(Required action 1): In the guest post on North Korea, why might the 1960 World Bank life expectancy figure for North Korea not be fully reliable? Answer in one to three sentences, using only the reason the post gives.
(Required action 2): List every year or span of years mentioned in the guest post on North Korea.
(Required action 3): Pick up the guest post comparing North and South Korea after its last sentence and continue it.

START Extract

Guest post by Indur M. Goklany
Lately, North Korea has been very much in the news. Its population—or should I say, “captive population”—greets the passing of the baton from one ruler to another in the same spirit as “Kim is dead, long live Kim!” probably because they are unaware of the following satellite photos. Many readers here have probably encountered them previously.
East Asia at night. Top photo from 1994-95 which outlines North Korea is from MSNBC at http://photoblog.msnbc.msn.com/_news/2011/12/19/9564314-satellites-document-north-koreas-dark-ages?pc=25&sp=25. Bottom photo is from 2009. Source: http://agora. ex.nii.ac.jp/~kitamoto/research/rs/stable-lights.html.en.
Not only do the photographs illustrate the lack of economic development in North Korea, they show that it has one of the lightest carbon footprints in the world. And the various indicators of human well-being reflect that dark reality, as shown in the following table.
It wasn’t always thus. In the early 1950s, to the extent data are available, the two countries were about equal in terms of economic development and human well-being. In fact, in 1960, according to the World Bank data, North Korea’s life expectancy was marginally higher than in the South (55.2 yrs vs. 53.0 yrs). Of course, the North’s data may have been fluffed up a little bit by its government before being adopted by the World Bank, but I don’t know for sure.

END Extract
START Given information

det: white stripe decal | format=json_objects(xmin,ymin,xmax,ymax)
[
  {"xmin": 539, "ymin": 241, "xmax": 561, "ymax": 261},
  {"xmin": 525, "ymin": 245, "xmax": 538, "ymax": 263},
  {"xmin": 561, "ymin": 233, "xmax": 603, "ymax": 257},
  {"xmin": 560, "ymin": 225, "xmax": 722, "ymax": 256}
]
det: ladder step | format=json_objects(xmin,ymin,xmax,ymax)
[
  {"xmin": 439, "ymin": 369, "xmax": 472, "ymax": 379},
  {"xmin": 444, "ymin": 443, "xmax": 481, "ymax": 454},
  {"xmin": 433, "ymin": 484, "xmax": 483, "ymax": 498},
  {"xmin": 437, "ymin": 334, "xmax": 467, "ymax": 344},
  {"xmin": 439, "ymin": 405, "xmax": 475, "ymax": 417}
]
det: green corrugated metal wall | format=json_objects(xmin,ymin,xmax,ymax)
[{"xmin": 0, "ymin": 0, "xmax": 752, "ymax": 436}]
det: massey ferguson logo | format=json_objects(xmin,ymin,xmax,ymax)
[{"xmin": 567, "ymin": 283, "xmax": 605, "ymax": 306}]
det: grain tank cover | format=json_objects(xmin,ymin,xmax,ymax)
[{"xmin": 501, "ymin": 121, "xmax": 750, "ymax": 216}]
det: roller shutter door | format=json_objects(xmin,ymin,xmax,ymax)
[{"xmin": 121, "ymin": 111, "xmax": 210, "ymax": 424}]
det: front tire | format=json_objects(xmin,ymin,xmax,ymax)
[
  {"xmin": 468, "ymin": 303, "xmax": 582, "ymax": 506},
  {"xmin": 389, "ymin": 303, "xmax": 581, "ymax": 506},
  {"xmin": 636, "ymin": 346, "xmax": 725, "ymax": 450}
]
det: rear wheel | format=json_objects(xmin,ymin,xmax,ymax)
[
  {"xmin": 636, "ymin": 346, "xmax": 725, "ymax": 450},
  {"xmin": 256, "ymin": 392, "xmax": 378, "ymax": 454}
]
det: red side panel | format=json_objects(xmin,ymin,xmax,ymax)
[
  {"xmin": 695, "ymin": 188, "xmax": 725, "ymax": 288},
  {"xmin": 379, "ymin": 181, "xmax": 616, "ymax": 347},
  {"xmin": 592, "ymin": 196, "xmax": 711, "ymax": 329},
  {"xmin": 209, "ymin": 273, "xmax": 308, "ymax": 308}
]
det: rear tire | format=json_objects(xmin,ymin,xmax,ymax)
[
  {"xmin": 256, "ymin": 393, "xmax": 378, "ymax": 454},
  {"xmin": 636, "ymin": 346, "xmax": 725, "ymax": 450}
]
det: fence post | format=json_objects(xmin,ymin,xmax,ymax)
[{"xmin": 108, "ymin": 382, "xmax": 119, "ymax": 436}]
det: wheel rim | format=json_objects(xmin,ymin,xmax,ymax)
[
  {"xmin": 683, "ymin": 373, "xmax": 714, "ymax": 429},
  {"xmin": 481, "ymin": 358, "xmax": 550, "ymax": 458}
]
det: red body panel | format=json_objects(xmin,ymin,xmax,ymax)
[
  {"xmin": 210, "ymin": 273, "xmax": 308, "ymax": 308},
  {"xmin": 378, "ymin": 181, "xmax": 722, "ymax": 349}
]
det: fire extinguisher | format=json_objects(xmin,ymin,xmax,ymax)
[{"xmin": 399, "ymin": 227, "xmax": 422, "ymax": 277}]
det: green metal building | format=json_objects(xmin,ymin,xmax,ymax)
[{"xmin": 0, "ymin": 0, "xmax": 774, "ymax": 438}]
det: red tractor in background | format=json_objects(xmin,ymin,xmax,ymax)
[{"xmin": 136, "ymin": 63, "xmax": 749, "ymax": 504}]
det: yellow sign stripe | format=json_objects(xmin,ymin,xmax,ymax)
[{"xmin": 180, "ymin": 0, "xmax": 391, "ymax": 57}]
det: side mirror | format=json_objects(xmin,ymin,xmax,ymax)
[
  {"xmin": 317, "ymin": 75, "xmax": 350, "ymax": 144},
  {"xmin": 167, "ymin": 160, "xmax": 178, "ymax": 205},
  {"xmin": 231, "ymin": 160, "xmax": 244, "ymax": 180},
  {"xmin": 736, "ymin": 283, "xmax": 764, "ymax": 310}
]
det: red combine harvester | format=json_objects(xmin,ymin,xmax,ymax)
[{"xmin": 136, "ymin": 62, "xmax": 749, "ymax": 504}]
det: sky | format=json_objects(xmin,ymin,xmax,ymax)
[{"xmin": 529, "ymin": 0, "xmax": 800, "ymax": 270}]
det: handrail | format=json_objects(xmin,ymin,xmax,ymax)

END Given information

(Task response 1): The post suggests that North Korea's government may have inflated its data before the World Bank adopted it. The author adds that this is not known for sure.

(Task response 2): 1994-95, 2009, the early 1950s, 1960

(Task response 3):
But over time, South Korea’s freer economic system pulled it ahead. Then, the loss of external support because of the collapse of the Soviet Union turned North Korea into a basket case in the 1990s (see the following figure). Finally, the South also became more democratic and its economic and social systems became more transparent. The consequences are evident in the above photographs and the following figure.
Per capita GDP and per capita CO2 emissions, 1950-2008. Sources: Maddison (2008) and World Bank (2011).
The photographs and the figure are, among other things, also a stark warning of the dangers of excessive zeal in limiting a country’s carbon footprint.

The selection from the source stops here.